_Exercise text_.
☆ ☆ ☆ ☆ ☆

Unlike other media, dry ice sublimates (goes from a solid to a gas without passing through a liquid phase) on impacting the surface being cleaned. When it goes from a solid to a gas, it tends to spread out across the surface of the material which causes a "shearing" effect that efficiently removes contaminants from the surface while causing little if any surface damage. For certain types of contaminants, such as oils and waxes, thermal shock also contributes to the cleaning effect. As the blast media becomes a gas and dissipates, only the contaminants removed from the surface are left to be cleaned up. Highly efficient removal of contaminants, minimal surface damage and no media residue to clean up seem to make dry ice blasting the ideal mold remediation method.

However, dry ice blasting has all the disadvantages of blasting in general, with the exception of a media waste stream, and it has some very serious and specific safety concerns. These can all be overcome, but you should plan before using this cleaning method.

Dry ice blasting methods vary considerably. Some use prepared pellets, while with others the machine generates its own pellets or flakes from blocks of dry ice. Dry ice media is significantly more expensive than most others, inherently inconvenient and potentially hazardous to handle. Some methods have a much higher production rate than others. The amount of dry ice used varies from as little as ¼ pound per minute to more than 10 pounds per minute.

The surface temperature of dry ice is -110°F, more than adequate to cause serious damage to human skin. Heavy gloves should always be worn when handling dry ice or its containers. Use tongs when handling dry ice blocks.

CO2 gas is 1.56 times as heavy as air. Since it fills up a space from below, it displaces oxygen and can potentially create a highly hazardous reduced-oxygen atmosphere. High concentrations of CO2 gas also have direct health effects, even if the oxygen level remains adequate. Containment may limit ventilation enough that excessive levels of CO2 may build up. Keep in mind that such a high-volume blast system adds a tremendous amount of air to the space (as propellant), in addition to the CO2. To maintain appropriate negative pressure differentials, you may have to significantly increase your volume of exhaust air.

We attempted to find some information on CO2 levels that are typically generated during dry ice blasting. We were unable to find any information that would allow us to report exposure levels. However, in small areas or confined spaces, especially one that is below grade, such as a crawlspace, these issues could become critical.

☆ ☆ ☆ ☆ ☆

(Image-grounded pointing records)
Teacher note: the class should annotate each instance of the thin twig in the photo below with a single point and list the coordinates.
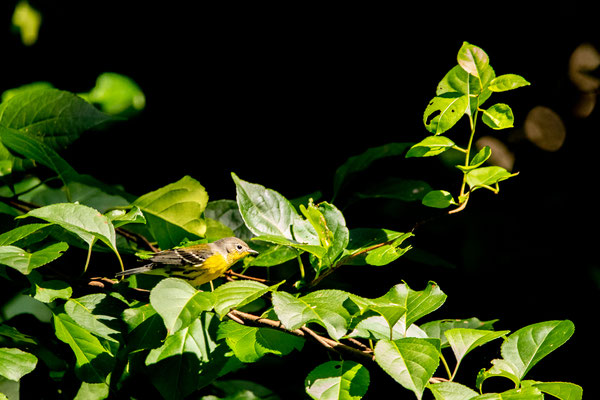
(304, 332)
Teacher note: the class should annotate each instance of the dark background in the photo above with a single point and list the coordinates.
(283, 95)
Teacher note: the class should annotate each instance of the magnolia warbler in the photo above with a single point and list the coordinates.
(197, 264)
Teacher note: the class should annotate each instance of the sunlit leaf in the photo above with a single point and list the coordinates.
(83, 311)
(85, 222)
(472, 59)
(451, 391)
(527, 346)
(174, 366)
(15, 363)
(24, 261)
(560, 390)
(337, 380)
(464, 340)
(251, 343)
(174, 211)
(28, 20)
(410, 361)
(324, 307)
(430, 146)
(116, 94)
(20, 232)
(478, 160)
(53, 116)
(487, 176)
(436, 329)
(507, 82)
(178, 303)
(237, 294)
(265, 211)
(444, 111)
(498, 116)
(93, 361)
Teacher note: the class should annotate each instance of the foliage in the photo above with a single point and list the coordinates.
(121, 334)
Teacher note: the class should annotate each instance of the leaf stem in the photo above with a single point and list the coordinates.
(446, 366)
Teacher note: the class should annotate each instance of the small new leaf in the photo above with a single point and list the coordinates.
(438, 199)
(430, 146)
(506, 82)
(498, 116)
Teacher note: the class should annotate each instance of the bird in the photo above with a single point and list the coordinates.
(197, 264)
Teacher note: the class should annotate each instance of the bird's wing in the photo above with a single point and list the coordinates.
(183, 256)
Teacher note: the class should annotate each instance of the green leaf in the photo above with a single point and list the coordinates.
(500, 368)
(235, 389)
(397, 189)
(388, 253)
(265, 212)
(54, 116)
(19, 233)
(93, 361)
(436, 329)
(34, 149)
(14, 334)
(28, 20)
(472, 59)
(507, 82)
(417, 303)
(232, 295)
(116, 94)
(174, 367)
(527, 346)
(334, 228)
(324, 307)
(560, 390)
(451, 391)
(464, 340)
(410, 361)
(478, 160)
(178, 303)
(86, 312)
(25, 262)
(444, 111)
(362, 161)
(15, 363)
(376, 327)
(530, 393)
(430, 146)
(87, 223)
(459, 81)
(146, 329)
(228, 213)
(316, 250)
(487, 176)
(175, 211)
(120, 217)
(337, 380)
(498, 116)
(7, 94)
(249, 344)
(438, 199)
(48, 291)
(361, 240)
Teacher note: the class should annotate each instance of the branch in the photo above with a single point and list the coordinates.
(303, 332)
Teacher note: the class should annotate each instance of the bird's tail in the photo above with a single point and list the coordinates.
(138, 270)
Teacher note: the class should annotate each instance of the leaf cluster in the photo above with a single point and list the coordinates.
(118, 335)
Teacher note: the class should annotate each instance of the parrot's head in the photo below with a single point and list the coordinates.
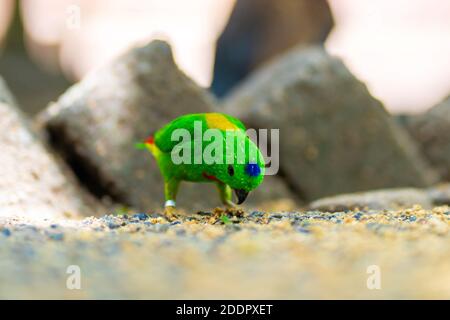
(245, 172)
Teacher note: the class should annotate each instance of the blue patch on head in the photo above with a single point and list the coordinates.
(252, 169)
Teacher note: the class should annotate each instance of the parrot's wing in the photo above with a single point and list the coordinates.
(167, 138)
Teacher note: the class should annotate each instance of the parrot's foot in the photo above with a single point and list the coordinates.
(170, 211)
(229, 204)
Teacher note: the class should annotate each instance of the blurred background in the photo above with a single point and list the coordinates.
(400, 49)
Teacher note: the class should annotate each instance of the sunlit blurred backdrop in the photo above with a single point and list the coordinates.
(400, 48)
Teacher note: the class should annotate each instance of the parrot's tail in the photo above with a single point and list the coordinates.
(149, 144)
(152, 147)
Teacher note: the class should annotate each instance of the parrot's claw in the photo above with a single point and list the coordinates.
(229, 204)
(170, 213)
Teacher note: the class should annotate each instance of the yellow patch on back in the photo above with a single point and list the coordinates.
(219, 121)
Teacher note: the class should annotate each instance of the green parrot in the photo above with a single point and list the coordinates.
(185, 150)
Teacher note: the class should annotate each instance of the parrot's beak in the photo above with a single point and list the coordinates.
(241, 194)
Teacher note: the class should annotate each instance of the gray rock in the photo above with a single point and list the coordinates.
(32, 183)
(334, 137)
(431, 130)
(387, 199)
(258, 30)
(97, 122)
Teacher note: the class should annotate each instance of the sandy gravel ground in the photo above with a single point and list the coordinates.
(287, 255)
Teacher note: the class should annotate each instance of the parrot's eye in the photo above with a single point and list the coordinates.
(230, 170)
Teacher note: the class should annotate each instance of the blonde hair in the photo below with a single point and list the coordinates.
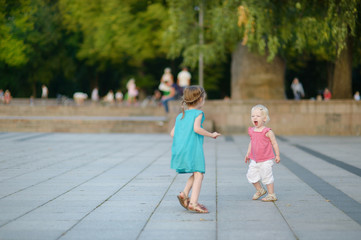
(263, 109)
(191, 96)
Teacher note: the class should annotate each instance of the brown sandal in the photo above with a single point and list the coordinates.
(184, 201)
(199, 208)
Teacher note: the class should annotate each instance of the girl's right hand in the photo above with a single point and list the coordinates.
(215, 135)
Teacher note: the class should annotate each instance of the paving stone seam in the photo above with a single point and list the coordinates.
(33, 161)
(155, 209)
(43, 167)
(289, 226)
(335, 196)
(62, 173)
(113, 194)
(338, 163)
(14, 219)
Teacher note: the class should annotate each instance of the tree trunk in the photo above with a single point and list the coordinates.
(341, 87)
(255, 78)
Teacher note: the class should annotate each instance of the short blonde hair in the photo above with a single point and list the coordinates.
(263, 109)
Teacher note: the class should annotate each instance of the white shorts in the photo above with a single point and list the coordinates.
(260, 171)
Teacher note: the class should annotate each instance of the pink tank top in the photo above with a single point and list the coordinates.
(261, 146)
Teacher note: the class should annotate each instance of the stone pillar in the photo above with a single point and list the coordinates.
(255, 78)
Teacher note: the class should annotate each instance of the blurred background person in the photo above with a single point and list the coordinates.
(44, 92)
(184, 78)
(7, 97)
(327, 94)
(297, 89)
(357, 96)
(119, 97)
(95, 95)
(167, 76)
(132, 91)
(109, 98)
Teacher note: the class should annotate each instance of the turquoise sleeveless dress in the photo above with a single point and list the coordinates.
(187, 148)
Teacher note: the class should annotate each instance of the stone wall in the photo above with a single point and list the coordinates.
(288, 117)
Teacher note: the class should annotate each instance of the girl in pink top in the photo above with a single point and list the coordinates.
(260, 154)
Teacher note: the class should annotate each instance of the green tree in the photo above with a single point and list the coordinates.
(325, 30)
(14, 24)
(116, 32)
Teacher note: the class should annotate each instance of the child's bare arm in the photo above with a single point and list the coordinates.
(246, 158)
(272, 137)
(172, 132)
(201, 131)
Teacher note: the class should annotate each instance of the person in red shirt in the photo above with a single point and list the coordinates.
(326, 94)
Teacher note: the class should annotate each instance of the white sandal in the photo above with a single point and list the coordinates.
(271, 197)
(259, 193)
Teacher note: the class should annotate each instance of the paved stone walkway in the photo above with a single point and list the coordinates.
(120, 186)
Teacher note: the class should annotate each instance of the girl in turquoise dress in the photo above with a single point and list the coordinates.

☆ ☆ ☆ ☆ ☆

_What is being asked_.
Answer these questions from the dry ice blasting text:
(a) What is the surface temperature of dry ice?
(b) How many times as heavy as air is CO2 gas?
(c) What range of dry ice use per minute does the text give?

_Output_.
(a) -110°F
(b) 1.56 times
(c) From as little as ¼ pound per minute to more than 10 pounds per minute